● The request
Extract from the material every line that contains the word "glass", treating uppercase and lowercase as different.

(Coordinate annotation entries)
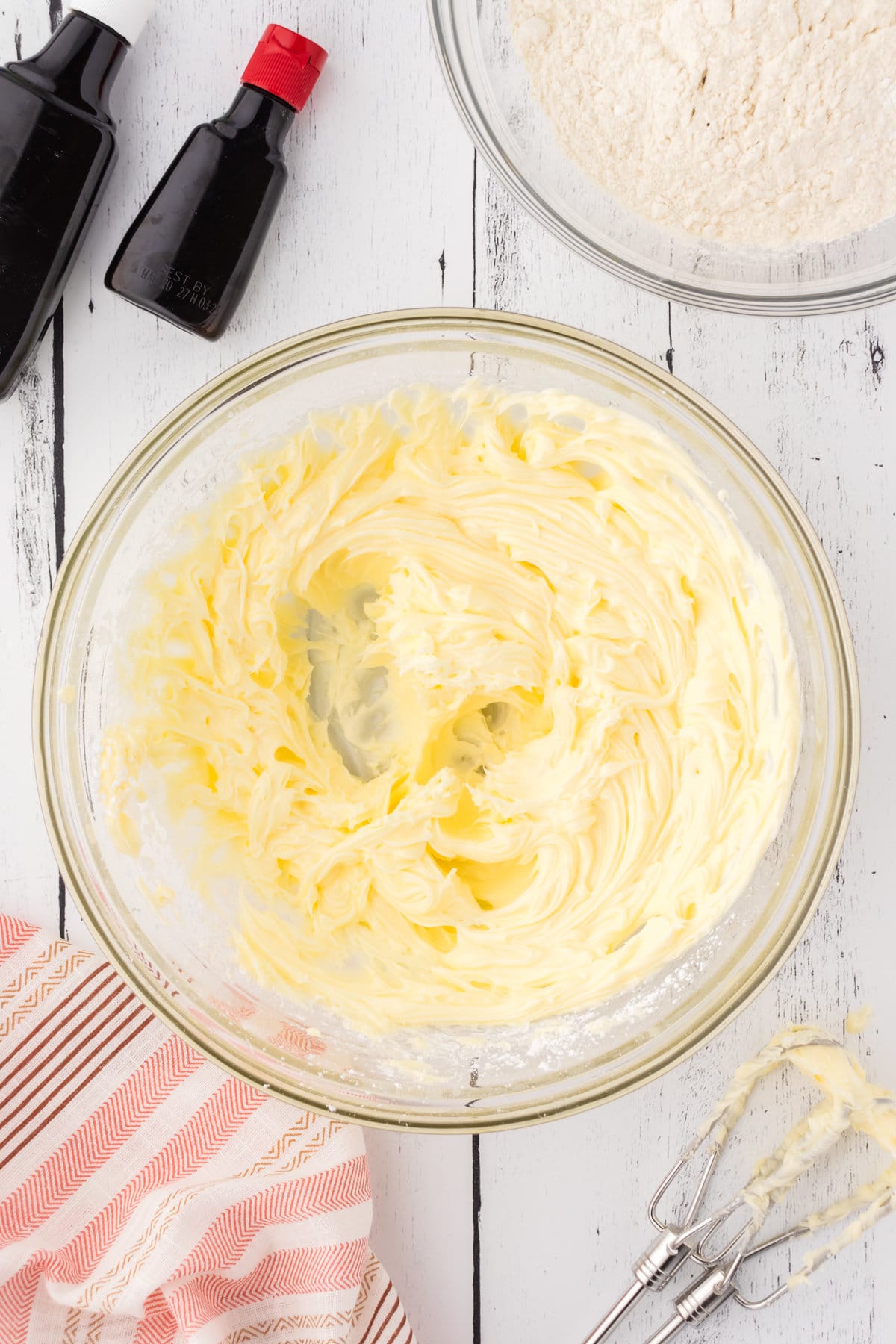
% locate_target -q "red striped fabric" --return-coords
[0,915,414,1344]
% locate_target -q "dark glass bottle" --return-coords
[106,24,326,340]
[0,0,148,400]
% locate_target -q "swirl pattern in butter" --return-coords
[102,380,800,1032]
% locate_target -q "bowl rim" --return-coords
[427,0,896,317]
[32,308,859,1134]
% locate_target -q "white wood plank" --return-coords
[367,1130,473,1344]
[0,0,896,1344]
[0,0,59,930]
[47,0,483,1328]
[477,162,896,1344]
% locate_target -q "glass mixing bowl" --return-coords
[429,0,896,314]
[35,309,859,1130]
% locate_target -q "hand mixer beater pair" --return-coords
[585,1027,896,1344]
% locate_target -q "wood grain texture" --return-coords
[0,0,896,1344]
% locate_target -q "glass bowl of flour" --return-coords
[430,0,896,314]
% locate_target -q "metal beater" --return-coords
[585,1027,896,1344]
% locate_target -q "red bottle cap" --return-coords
[242,23,326,111]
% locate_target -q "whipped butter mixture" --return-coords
[102,382,800,1031]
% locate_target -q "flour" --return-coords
[509,0,896,247]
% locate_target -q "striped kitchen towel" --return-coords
[0,914,414,1344]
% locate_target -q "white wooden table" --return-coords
[0,0,896,1344]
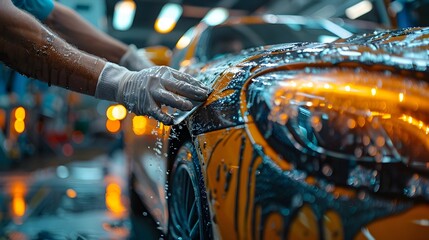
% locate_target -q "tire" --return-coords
[168,142,212,239]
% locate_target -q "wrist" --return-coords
[119,44,155,71]
[94,62,128,101]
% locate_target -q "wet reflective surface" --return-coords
[0,151,160,240]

● Finished exercise
% locate_target -q "dark glass bottle" --return-coords
% locate_target -q "glass mixing bowl" --return-coords
% locate_target -q "glass bowl of flour" --return-coords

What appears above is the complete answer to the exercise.